### EXERCISE DESCRIPTION
Reproduce precisely the lines between the start of the data below and the line with "box: [266, 207, 575, 524]", both included.

### Stored records
★ ★ ★ ★ ★

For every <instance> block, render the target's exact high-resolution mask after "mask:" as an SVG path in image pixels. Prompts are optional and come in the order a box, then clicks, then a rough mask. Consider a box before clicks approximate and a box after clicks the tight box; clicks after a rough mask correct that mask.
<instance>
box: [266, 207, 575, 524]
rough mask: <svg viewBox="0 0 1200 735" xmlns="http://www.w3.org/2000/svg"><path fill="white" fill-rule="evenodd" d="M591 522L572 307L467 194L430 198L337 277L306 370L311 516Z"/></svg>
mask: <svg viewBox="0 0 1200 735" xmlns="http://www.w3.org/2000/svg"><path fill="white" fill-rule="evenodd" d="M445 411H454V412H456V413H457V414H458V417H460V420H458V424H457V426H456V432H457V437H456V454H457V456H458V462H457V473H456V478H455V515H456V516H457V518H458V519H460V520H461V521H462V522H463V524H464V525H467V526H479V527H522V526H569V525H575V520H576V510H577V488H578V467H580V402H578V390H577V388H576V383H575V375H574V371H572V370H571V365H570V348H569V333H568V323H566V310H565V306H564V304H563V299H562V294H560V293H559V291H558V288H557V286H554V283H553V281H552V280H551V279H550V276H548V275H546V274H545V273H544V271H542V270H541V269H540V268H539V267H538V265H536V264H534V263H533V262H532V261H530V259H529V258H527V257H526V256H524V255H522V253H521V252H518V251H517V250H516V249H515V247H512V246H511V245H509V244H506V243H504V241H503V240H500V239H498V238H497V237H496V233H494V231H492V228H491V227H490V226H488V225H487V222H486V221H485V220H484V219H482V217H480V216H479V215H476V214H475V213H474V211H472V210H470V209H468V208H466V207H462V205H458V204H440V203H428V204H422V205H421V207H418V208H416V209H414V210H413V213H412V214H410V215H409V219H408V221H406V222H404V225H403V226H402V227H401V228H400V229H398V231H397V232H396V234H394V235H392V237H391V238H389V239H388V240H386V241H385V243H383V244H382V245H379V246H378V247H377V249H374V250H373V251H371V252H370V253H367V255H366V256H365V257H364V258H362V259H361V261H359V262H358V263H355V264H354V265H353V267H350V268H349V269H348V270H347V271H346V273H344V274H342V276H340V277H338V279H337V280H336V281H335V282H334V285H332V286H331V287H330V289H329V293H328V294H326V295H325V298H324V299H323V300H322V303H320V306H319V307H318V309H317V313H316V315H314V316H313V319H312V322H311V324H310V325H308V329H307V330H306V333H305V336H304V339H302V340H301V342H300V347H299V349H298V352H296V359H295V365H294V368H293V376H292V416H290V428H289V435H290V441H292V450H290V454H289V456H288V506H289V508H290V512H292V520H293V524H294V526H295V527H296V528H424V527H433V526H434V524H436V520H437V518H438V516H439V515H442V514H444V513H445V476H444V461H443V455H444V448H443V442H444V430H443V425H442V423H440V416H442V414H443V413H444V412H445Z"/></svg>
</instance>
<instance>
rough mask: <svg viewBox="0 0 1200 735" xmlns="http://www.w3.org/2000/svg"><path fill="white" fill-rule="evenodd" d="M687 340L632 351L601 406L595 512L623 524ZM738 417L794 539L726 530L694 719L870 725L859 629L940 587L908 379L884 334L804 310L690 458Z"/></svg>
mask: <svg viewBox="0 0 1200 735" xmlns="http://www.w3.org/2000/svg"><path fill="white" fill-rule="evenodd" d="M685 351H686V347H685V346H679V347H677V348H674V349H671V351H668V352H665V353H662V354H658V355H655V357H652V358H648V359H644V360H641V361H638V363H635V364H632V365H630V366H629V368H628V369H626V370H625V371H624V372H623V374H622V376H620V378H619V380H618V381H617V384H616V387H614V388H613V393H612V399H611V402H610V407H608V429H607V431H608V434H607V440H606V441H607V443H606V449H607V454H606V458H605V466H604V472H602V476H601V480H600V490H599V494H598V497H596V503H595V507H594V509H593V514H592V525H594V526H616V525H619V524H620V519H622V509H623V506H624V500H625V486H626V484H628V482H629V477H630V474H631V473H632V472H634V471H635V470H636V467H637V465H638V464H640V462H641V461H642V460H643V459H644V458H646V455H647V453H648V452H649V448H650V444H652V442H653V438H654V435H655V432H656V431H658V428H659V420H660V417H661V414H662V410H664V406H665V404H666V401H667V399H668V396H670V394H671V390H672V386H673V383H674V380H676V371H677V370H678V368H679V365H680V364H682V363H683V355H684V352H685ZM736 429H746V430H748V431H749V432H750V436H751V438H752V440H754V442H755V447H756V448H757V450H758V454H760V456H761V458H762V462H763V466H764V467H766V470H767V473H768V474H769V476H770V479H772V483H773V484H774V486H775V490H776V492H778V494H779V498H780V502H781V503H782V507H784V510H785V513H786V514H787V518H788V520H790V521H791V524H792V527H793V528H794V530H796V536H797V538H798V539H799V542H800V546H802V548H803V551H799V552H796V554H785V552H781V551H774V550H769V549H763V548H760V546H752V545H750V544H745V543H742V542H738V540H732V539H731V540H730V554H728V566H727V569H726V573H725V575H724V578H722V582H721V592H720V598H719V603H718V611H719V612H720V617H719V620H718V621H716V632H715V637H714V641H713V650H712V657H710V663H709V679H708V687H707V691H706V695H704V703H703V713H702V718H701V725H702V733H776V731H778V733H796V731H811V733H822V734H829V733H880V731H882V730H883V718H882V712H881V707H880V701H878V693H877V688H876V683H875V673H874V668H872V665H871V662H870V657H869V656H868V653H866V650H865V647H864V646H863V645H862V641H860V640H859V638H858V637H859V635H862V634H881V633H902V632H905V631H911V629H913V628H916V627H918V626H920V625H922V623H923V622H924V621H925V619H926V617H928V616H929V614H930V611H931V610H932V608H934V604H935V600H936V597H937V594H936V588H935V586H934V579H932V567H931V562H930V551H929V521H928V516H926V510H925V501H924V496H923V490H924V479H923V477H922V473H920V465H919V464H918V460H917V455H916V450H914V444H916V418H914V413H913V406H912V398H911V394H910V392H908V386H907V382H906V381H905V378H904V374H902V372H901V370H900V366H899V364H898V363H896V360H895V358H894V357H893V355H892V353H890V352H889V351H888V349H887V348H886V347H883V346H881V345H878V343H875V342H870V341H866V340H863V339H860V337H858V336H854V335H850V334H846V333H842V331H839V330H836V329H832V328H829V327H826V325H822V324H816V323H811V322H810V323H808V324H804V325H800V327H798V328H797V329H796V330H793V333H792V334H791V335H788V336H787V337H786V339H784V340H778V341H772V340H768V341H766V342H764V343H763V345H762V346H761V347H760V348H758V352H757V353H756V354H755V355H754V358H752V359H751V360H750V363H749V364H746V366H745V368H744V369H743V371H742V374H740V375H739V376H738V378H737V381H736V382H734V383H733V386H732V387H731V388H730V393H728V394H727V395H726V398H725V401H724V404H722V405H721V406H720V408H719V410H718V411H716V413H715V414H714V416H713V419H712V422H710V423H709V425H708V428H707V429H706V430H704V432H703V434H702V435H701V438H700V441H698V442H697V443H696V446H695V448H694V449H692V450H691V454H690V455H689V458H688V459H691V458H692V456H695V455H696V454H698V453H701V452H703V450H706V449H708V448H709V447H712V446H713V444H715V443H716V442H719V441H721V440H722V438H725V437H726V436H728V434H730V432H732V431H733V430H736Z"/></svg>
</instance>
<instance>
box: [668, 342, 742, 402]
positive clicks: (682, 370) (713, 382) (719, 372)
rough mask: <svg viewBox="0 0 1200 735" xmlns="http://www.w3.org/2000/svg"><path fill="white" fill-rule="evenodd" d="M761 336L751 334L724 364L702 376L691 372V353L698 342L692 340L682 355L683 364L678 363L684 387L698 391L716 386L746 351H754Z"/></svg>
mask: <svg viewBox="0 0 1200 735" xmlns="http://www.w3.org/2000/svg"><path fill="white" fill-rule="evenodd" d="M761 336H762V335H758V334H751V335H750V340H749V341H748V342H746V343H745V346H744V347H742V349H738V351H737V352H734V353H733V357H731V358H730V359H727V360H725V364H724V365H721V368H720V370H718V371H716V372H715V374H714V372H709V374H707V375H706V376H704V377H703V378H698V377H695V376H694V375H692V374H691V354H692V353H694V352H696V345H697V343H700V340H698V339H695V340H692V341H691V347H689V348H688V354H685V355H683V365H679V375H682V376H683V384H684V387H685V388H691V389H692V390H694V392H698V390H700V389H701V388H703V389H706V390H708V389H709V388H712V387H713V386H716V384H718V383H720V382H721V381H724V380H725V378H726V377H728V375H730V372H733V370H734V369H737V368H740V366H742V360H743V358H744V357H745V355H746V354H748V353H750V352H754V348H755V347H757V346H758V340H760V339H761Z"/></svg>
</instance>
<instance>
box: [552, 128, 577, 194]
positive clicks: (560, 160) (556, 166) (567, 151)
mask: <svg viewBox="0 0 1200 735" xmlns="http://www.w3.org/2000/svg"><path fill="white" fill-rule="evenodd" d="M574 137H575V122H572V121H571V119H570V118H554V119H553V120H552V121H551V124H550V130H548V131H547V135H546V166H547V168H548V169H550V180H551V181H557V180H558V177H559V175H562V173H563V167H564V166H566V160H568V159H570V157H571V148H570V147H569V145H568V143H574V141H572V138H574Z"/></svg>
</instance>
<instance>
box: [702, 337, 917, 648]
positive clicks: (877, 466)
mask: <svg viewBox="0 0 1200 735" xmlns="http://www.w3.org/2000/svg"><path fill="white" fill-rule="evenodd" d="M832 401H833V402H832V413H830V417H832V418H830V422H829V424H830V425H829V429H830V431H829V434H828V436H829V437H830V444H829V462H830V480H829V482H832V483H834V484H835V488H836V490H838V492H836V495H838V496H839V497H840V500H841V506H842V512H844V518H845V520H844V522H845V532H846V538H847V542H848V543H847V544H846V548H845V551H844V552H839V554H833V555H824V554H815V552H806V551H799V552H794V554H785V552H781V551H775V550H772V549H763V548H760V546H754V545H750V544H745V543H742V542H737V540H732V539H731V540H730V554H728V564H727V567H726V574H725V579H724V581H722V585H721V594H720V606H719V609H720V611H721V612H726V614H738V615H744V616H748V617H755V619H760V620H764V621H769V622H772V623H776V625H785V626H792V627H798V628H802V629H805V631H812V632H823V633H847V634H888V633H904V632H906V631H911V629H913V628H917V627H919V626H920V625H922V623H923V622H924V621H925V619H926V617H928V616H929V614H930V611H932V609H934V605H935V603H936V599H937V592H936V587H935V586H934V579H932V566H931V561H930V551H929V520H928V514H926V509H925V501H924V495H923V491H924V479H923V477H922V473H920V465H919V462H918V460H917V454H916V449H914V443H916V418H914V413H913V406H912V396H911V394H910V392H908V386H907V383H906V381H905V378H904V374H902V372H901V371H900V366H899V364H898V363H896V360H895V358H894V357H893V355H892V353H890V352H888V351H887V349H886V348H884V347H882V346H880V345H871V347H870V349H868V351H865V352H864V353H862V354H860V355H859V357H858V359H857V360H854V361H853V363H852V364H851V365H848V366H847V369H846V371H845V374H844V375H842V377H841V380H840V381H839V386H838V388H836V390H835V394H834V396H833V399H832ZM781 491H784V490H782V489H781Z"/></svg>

★ ★ ★ ★ ★

### RESPONSE FOR THIS EXERCISE
For every <instance> block, render the target's exact high-resolution mask after "mask:" as an SVG path in image pixels. Prompts are optional and come in the order a box, then clicks, then a rough mask. Consider a box before clicks approximate and a box after clicks the tight box; clicks after a rough mask correct that mask.
<instance>
box: [266, 207, 575, 524]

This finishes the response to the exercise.